_Required task_. Reproduce the entries below in full, word for word.

_Supplied records_.
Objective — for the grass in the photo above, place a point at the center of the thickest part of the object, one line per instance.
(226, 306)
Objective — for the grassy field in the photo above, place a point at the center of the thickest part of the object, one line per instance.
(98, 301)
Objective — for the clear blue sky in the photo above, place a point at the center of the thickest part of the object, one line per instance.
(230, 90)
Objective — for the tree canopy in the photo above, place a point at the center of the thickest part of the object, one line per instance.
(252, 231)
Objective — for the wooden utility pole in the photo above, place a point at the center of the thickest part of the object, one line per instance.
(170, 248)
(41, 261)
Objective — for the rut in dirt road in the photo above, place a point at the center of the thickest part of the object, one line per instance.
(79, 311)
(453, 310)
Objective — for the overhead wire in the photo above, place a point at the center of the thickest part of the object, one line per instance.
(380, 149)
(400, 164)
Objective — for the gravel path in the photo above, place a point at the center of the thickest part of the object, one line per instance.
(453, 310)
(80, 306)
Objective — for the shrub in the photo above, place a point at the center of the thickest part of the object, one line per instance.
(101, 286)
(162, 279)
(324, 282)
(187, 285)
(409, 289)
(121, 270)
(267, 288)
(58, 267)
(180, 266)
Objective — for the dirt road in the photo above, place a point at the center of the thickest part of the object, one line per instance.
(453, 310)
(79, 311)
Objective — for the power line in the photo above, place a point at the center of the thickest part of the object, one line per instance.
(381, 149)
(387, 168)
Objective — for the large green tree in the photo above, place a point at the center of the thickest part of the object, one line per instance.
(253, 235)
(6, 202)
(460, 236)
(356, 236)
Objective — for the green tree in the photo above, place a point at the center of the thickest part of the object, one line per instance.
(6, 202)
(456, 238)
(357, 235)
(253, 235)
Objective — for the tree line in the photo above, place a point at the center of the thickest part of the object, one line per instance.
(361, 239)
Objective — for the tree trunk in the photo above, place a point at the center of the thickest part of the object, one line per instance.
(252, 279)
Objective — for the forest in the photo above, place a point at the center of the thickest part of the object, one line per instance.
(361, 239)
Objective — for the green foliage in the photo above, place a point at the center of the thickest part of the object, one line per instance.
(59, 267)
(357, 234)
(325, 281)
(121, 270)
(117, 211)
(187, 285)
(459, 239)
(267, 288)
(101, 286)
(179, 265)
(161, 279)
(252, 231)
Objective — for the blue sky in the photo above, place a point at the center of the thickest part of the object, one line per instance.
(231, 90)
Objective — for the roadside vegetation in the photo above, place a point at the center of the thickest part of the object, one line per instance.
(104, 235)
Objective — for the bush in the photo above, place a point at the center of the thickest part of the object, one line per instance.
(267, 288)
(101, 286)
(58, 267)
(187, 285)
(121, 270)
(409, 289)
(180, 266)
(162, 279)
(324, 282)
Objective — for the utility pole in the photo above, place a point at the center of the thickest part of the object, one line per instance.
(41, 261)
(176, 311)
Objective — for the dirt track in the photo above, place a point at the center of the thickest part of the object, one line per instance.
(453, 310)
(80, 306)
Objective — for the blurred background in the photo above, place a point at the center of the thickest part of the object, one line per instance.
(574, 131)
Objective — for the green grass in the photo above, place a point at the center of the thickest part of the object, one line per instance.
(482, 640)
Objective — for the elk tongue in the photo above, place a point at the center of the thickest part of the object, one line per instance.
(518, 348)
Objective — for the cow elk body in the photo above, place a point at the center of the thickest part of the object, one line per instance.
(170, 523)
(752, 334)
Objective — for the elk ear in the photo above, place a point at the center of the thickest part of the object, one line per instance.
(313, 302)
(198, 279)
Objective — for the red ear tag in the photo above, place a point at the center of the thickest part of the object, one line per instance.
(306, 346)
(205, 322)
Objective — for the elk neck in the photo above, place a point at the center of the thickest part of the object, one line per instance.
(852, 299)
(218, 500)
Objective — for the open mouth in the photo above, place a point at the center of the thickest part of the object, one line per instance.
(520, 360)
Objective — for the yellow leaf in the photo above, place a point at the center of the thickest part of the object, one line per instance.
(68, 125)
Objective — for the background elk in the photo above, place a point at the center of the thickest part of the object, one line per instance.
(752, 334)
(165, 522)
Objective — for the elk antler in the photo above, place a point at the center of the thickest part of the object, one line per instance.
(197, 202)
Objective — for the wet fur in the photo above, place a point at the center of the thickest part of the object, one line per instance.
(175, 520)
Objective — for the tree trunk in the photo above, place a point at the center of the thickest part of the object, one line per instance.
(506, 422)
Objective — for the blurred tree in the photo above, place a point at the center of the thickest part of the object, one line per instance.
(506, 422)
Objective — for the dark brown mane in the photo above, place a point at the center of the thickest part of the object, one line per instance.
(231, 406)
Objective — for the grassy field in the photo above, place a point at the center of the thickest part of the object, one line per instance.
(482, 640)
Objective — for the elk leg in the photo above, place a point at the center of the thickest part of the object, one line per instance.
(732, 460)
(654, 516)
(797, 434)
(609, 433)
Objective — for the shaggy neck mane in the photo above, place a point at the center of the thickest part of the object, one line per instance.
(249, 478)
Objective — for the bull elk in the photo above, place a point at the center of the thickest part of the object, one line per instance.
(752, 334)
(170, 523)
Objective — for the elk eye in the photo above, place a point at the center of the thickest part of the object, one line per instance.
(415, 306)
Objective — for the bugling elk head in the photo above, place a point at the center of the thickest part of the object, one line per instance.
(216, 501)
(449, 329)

_Solution to the problem_.
Objective — for the grass in the photo above, place a point at the center of the thickest part of the object, one line per instance.
(226, 306)
Objective — for the grassy field in the photo above, place a point at the center of the thickest part of the object, one line per instance.
(98, 301)
Objective — for the clear blue sky in the photo above, place a point at the center of the thickest part of the object, one line per instance.
(230, 90)
Objective — for the tree canopy in the photo above, place a point at the center of the thickest part of the object, one line per instance.
(252, 231)
Objective — for the wooden utility pole in the photo above, place a point at the center of the thickest part of the object, one line per instance.
(170, 248)
(41, 261)
Objective — for the rut in dirt road in the photo above, place a point at the center of the thickest part of the object, one line per instance.
(79, 311)
(453, 310)
Objective — for the overhead wire in the photo above, place a point at the center of the thickest part of the object, one line per instance.
(380, 149)
(400, 164)
Objective — for the gravel path in the photo above, place a point at the center of the thickest part of the object, one line per instance.
(453, 310)
(80, 306)
Objective — for the shrub in the photo above, place a point at the center of the thickest part of the object, one line per instance.
(101, 286)
(162, 279)
(324, 282)
(187, 285)
(409, 289)
(121, 270)
(267, 288)
(58, 267)
(180, 266)
Objective — for the dirt road in the photo above, place a point at the center of the thickest part of the object, one line per instance.
(453, 310)
(79, 311)
Objective — for the power line in the photo above, place a point at the center of the thickest part of the object, one line per instance.
(381, 149)
(387, 168)
Objective — for the large green tree in the photo above, place a point at the center of the thickest part of the object, one line per instance.
(253, 235)
(6, 202)
(460, 236)
(356, 236)
Objective — for the green tree in the photo above, place a point at the center of the thickest part of the object, one line per instance.
(6, 202)
(456, 238)
(357, 235)
(253, 235)
Objective — for the tree line in the photo above, place a point at the center of the thickest part of the object, one line per instance.
(361, 239)
Objective — for the tree trunk in the photo above, place a point at the center of the thickest part of the object, one line per instance.
(252, 279)
Objective — for the forest in the photo above, place a point at the center of the thickest part of the object, one line per instance.
(361, 239)
Objective — for the green foliage in the photo above, place a point at the center of the thickest part of the object, one line per instance.
(59, 267)
(357, 234)
(325, 281)
(121, 270)
(117, 211)
(187, 285)
(459, 239)
(267, 288)
(101, 286)
(179, 265)
(161, 279)
(252, 231)
Objective — for the blue sky in the photo above, place a point at the center of the thickest part of the object, one line per instance.
(231, 90)
Objective — for the roadside vegetation in the photo above, place a point at the center of the thickest part of the object, one line per instance.
(104, 235)
Objective — for the bush in the photo above, place a point at the center of the thickest part of the object, one line per instance.
(267, 288)
(101, 286)
(58, 267)
(187, 285)
(121, 270)
(409, 289)
(180, 266)
(162, 279)
(324, 282)
Objective — for the utility pole in the photo above, place a point at the center of the thickest part of the object, one line per instance.
(41, 261)
(176, 311)
Objective — for the dirt track in the photo above, place a point at the center of the thickest part of the object, one line per instance.
(453, 310)
(80, 306)
Objective — for the blurred background in the photo above, place a point at the center of the thickest part of the object, one line per instance.
(574, 131)
Objective — for the green grass in the photo above, place a point at the center of the thickest part of the object, one line per instance.
(482, 640)
Objective — for the elk tongue in the photo above, place a point at the center of the thickest part of the object, one line per instance.
(518, 348)
Objective — for the cow elk body in the photo above, place a point at the center of the thickest part of the object, one line per instance.
(170, 523)
(752, 334)
Objective — for the elk ear in the photo above, place a point at the center of the thickest part of the object, one line per instance.
(313, 302)
(198, 279)
Objective — for the red ear tag in the photo above, place a point at the center of the thickest part of the object, one line per instance.
(306, 346)
(205, 322)
Objective — for the elk neck in the photo above, place a point at the center of the thickest part of the object, one line per instance.
(852, 299)
(218, 500)
Objective — for the open mouth in the photo above, place a point at the center of the thickest part of the object, one line per instance.
(520, 360)
Objective — for the yellow leaf in the photo above, place a point at the center of the thickest part of the object, one line per instance.
(68, 125)
Objective — for the background elk in the photo above, place a point at the center of the thickest part of the object, one line per instance.
(752, 334)
(165, 522)
Objective — for the elk antler in the photo above, place a point at the center of the thickest part of the object, one line per instance.
(197, 202)
Objective — for the wet fur in the photo above, place a point at the center of the thickest part of the object, one line per instance.
(175, 520)
Objective — for the tree trunk in the photo above, place a point at the center of the thickest part of the object, one line per instance.
(506, 422)
Objective — for the blurred tree in the photo above, place a point at the center of the thickest part of the object, one line per instance.
(506, 422)
Objective — for the dark brown mane in the photo above, place a point at the center of the thickest part of the object, one line per instance.
(231, 406)
Objective — for the grassy field in the photo above, place a point at the center of the thickest part of the object, one line per instance.
(482, 640)
Objective — for the elk leg in the photo above, place a point at the center of the thickest part of the object, one line per instance.
(732, 460)
(654, 516)
(797, 434)
(609, 433)
Objective — for the shaggy neck mane in the photo above, place a point at the center of the thickest part of the object, one line per instance.
(249, 478)
Objective — for the bull elk in the photo above, place a point at the center of the thickest part of the object, one line per instance.
(752, 334)
(170, 523)
Objective — for the elk eye in the photo above, place a point at the center of the thickest part of the object, one line per instance.
(415, 306)
Objective — for the bugling elk head in the photo above, place a point at the center of the thickest part of the object, one line per instance.
(216, 501)
(449, 329)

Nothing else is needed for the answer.